Every line of the listing is to be returned exactly as given.

*** Data shown ***

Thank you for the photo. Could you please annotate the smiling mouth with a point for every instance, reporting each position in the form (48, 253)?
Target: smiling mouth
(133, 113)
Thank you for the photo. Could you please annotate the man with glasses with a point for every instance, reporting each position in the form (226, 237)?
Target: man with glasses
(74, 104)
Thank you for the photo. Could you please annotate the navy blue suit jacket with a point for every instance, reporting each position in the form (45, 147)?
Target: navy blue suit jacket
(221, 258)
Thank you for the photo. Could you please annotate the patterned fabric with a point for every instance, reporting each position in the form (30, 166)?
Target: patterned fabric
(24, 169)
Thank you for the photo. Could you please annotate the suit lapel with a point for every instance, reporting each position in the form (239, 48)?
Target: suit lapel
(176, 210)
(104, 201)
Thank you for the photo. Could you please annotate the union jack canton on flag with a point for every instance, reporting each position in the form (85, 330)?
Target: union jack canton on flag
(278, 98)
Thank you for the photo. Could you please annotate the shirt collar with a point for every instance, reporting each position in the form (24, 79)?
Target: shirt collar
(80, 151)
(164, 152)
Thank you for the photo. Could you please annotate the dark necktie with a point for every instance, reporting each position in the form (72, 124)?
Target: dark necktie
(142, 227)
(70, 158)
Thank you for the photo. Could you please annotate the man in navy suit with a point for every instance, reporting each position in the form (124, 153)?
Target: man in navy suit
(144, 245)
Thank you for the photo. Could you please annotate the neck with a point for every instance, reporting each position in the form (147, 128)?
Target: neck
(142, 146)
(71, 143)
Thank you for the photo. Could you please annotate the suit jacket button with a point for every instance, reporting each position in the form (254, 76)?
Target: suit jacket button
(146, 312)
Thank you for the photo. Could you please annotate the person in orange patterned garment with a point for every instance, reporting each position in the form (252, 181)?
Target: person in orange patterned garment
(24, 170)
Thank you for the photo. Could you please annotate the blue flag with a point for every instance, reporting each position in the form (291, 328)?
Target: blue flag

*** End of Data shown ***

### Written response
Thank you for the photo. Could you please annotate the smiling mouth with a point for every instance, reporting each position in the form (48, 253)?
Target: smiling mouth
(133, 113)
Thank you for the photo. Could you please annotate the man with glasses with a point for every instance, reporting each position in the form (226, 237)?
Target: man with glasses
(74, 104)
Thank you for the photo. Could you please annotate the navy blue suit jacket with a point for every instance, reporting each position in the form (45, 147)?
Target: navy blue suit jacket
(221, 258)
Thank you for the photo. Could you please annotate the patterned fabric with a point for every instance, reporting each position in the form (30, 166)?
Target: patterned fabric
(24, 169)
Thank you for the photo. Could you please annotate the suit lapel with a point for every instance, reporting each position in the form (239, 48)?
Target: suit lapel
(176, 210)
(104, 201)
Thank you for the photo. Could you please annotate the union jack canton on flag with a point for every instance, reporting each position in the form (85, 330)?
Target: union jack canton on flag
(278, 98)
Thank you for the photo. Could you please annotate the shirt collar with a point for every instance, reporting each position in the form (24, 79)?
Target: shirt collar
(80, 151)
(164, 152)
Thank you for the photo. Could you please annotate the dark necktie with a point for every instance, reporting each position in the form (72, 124)?
Target: dark necktie
(142, 227)
(70, 158)
Thank you for the photo. Could you please annotate the man in navy suit with a point for every instance, reporting each position in the form (124, 153)?
Target: man in navy suit
(144, 245)
Thank you for the photo. Could you please annotate the neck with a point for every instance, reporting each position in the form (147, 128)?
Target: neck
(142, 146)
(71, 143)
Thank you for the photo. Could you please annotate the suit jacket button with a point for every instance, reporting each position in the form (254, 76)?
Target: suit jacket button
(146, 312)
Thank you for the photo. Could you please annotate the person in orange patterned garment with a point for every instance, reporting each position in the form (252, 181)?
Target: person in orange patterned garment
(24, 170)
Thank you for the photo. Could you please annotate the blue flag with a point for every instance, reporting each position in the form (291, 328)?
Target: blue flag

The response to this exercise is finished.